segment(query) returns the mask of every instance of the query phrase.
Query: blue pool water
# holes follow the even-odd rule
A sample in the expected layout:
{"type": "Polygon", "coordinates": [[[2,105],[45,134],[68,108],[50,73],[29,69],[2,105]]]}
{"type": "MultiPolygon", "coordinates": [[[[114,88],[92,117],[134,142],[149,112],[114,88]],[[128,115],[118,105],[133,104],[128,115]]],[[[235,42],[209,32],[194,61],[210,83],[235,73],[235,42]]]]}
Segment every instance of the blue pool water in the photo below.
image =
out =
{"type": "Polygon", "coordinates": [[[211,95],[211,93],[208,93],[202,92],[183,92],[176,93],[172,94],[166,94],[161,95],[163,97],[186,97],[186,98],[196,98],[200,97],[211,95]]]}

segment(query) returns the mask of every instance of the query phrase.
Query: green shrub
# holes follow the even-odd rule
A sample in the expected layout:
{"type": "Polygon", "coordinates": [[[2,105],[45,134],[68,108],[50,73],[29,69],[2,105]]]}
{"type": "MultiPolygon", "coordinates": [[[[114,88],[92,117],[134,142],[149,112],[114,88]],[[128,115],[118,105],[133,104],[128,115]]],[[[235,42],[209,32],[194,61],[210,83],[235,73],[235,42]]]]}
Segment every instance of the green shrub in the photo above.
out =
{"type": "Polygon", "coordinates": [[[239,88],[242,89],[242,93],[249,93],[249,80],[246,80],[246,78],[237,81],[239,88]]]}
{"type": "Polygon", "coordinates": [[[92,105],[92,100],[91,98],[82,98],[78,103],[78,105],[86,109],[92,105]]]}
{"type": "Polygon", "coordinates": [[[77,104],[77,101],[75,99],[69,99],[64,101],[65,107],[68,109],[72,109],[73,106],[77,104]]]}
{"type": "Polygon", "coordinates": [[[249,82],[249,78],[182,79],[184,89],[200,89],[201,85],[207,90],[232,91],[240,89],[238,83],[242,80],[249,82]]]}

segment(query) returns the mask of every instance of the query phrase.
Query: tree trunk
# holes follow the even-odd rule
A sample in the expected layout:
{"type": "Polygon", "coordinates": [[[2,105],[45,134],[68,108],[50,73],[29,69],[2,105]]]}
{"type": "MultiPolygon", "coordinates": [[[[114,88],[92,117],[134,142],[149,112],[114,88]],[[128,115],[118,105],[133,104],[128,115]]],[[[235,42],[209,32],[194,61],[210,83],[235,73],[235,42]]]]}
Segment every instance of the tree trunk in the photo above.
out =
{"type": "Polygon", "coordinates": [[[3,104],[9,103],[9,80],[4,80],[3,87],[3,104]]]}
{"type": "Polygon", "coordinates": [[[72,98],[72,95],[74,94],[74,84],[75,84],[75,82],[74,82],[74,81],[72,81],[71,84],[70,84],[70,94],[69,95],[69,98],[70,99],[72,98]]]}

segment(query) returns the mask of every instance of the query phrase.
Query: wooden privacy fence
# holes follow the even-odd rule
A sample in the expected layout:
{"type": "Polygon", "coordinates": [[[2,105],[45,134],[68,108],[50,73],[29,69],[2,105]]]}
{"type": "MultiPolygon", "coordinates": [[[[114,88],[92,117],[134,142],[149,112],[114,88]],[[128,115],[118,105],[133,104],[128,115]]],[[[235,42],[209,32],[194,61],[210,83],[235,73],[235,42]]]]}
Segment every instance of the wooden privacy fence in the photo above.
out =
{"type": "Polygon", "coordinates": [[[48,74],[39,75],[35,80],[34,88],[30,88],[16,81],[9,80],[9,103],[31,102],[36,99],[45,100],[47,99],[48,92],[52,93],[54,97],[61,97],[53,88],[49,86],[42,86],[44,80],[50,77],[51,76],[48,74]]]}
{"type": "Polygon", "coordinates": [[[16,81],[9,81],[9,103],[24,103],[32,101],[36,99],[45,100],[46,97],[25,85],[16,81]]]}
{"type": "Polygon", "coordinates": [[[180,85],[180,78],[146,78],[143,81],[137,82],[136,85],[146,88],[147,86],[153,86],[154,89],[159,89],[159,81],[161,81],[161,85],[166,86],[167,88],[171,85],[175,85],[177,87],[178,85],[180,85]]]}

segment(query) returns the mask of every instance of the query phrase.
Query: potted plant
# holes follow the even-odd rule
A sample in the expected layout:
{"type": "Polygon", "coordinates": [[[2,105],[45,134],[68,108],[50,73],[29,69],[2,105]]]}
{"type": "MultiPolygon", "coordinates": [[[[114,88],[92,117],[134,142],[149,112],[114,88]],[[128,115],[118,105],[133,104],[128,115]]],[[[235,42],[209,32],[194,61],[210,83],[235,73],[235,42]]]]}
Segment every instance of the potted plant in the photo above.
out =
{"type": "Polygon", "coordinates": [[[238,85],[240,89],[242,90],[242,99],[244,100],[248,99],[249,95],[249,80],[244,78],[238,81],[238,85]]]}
——————————
* Problem description: Pick out each line in the items above that contains the word "tree" and copy those lines in full.

* Exercise output:
Query: tree trunk
Segment every instance of the tree trunk in the photo above.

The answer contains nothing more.